[SUPPLIED MATERIAL Boundary: Start]
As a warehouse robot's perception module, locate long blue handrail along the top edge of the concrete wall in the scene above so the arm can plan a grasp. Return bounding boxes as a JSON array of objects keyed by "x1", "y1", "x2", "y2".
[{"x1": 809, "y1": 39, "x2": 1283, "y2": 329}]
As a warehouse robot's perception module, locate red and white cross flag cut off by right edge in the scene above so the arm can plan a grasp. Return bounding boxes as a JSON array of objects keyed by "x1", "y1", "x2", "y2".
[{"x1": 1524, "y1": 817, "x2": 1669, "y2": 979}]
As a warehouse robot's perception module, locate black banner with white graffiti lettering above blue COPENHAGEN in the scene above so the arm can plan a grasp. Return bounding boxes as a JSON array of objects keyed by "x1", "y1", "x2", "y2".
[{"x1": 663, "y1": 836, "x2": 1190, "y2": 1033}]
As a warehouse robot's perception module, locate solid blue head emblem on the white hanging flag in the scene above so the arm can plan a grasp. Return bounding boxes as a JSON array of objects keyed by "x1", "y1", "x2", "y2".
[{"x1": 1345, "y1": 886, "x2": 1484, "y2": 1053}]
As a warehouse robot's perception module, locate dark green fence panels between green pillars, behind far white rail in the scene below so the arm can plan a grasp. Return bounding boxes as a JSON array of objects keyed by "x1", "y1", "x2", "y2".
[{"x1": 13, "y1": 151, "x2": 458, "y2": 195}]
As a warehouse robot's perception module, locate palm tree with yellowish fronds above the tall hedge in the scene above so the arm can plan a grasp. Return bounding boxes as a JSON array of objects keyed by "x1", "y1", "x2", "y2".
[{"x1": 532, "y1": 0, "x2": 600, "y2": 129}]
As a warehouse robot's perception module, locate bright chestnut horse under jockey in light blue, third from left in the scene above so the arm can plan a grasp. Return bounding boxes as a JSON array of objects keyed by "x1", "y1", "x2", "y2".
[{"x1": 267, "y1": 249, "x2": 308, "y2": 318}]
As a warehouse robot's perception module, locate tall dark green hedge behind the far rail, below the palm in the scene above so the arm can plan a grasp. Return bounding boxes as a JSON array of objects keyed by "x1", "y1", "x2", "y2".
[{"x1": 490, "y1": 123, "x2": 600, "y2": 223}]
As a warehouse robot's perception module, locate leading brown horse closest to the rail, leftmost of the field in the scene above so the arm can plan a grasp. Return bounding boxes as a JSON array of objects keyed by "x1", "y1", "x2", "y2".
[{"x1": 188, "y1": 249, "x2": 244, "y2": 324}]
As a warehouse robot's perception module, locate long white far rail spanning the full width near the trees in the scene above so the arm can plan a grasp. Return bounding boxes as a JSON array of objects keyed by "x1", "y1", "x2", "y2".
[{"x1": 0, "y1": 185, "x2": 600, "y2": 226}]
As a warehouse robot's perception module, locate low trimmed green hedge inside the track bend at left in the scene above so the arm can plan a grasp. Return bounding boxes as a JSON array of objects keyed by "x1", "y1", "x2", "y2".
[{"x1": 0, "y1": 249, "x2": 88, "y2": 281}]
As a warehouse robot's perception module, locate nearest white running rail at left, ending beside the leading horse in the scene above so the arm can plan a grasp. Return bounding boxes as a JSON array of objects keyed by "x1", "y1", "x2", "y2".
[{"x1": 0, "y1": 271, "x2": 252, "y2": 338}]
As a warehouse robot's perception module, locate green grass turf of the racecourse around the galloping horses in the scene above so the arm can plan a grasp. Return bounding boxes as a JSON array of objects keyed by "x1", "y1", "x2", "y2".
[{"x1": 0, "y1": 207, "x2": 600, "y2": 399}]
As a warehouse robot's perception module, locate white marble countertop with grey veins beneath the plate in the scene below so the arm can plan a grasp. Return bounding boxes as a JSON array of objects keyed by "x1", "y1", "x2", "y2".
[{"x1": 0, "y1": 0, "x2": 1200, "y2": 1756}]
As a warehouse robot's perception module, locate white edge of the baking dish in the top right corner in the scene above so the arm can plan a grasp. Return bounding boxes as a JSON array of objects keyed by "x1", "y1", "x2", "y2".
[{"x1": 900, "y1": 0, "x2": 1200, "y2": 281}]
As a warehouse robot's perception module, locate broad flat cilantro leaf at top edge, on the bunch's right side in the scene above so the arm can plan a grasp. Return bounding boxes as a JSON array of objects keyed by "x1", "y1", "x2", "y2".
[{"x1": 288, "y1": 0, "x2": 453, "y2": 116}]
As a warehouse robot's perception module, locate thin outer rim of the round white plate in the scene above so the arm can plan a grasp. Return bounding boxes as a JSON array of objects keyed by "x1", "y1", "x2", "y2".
[SUPPLIED MATERIAL Boundary: End]
INSTRUCTIONS FOR THE TASK:
Copy the entries exactly as they appear.

RESULT BELOW:
As a warehouse robot's perception module, locate long blue handrail along the top edge of the concrete wall in the scene above so the arm can plan a grasp. Return bounding boxes as a JSON array of objects keyed by "x1", "y1", "x2", "y2".
[{"x1": 809, "y1": 39, "x2": 1283, "y2": 329}]
As a warehouse robot's perception module, locate red and white cross flag cut off by right edge in the scene above so the arm can plan a grasp. Return bounding boxes as a JSON array of objects keyed by "x1", "y1", "x2", "y2".
[{"x1": 1524, "y1": 817, "x2": 1669, "y2": 979}]
As a warehouse robot's perception module, locate black banner with white graffiti lettering above blue COPENHAGEN in the scene above so the arm can plan a grasp. Return bounding boxes as a JSON array of objects keyed by "x1", "y1", "x2", "y2".
[{"x1": 663, "y1": 836, "x2": 1190, "y2": 1033}]
As a warehouse robot's perception module, locate solid blue head emblem on the white hanging flag in the scene above so the arm can plan a grasp. Return bounding boxes as a JSON array of objects keyed by "x1", "y1", "x2", "y2".
[{"x1": 1345, "y1": 886, "x2": 1484, "y2": 1053}]
As a warehouse robot's perception module, locate dark green fence panels between green pillars, behind far white rail in the scene below so the arm can plan a grasp. Return bounding boxes as a JSON array of objects keyed by "x1", "y1", "x2", "y2".
[{"x1": 13, "y1": 151, "x2": 458, "y2": 195}]
As a warehouse robot's perception module, locate palm tree with yellowish fronds above the tall hedge in the scene above so the arm can plan a grasp. Return bounding boxes as a JSON array of objects keyed by "x1", "y1", "x2", "y2".
[{"x1": 532, "y1": 0, "x2": 600, "y2": 129}]
As a warehouse robot's perception module, locate bright chestnut horse under jockey in light blue, third from left in the scene above so the arm can plan a grasp. Return bounding boxes as a JSON array of objects keyed by "x1", "y1", "x2", "y2".
[{"x1": 267, "y1": 249, "x2": 308, "y2": 318}]
As a warehouse robot's perception module, locate tall dark green hedge behind the far rail, below the palm in the scene above so the arm can plan a grasp. Return bounding boxes as a JSON array of objects keyed by "x1", "y1", "x2", "y2".
[{"x1": 490, "y1": 123, "x2": 600, "y2": 223}]
As a warehouse robot's perception module, locate leading brown horse closest to the rail, leftmost of the field in the scene above so the arm can plan a grasp. Return bounding boxes as a JSON array of objects keyed by "x1", "y1", "x2", "y2".
[{"x1": 188, "y1": 249, "x2": 244, "y2": 324}]
As a warehouse robot's perception module, locate long white far rail spanning the full width near the trees in the scene above so the arm can plan a grasp. Return bounding boxes as a JSON array of objects keyed by "x1", "y1", "x2", "y2".
[{"x1": 0, "y1": 185, "x2": 600, "y2": 226}]
As a warehouse robot's perception module, locate low trimmed green hedge inside the track bend at left in the scene above so the arm can plan a grasp. Return bounding boxes as a JSON array of objects keyed by "x1", "y1", "x2", "y2".
[{"x1": 0, "y1": 249, "x2": 88, "y2": 281}]
As a warehouse robot's perception module, locate nearest white running rail at left, ending beside the leading horse in the scene above so the arm can plan a grasp. Return bounding boxes as a JSON array of objects keyed by "x1", "y1", "x2", "y2".
[{"x1": 0, "y1": 271, "x2": 252, "y2": 338}]
As a warehouse robot's perception module, locate green grass turf of the racecourse around the galloping horses in the scene above so the arm can plan a grasp. Return bounding boxes as a JSON array of objects keyed by "x1", "y1", "x2", "y2".
[{"x1": 0, "y1": 207, "x2": 600, "y2": 399}]
As a warehouse robot's perception module, locate white marble countertop with grey veins beneath the plate in the scene below so the arm can plan a grasp. Return bounding boxes as a JSON array of objects keyed by "x1", "y1", "x2", "y2".
[{"x1": 0, "y1": 0, "x2": 1200, "y2": 1756}]
As a warehouse robot's perception module, locate white edge of the baking dish in the top right corner in the scene above so the arm can plan a grasp. Return bounding boxes as a JSON array of objects keyed by "x1", "y1", "x2", "y2".
[{"x1": 900, "y1": 0, "x2": 1200, "y2": 281}]
As a warehouse robot's perception module, locate broad flat cilantro leaf at top edge, on the bunch's right side in the scene above so the arm can plan a grasp. Return bounding boxes as a JSON array of objects keyed by "x1", "y1", "x2", "y2".
[{"x1": 288, "y1": 0, "x2": 453, "y2": 116}]
As a warehouse robot's perception module, locate thin outer rim of the round white plate in the scene above so the arm can plan a grasp. Return bounding boxes as a JSON array of objects keyed by "x1", "y1", "x2", "y2".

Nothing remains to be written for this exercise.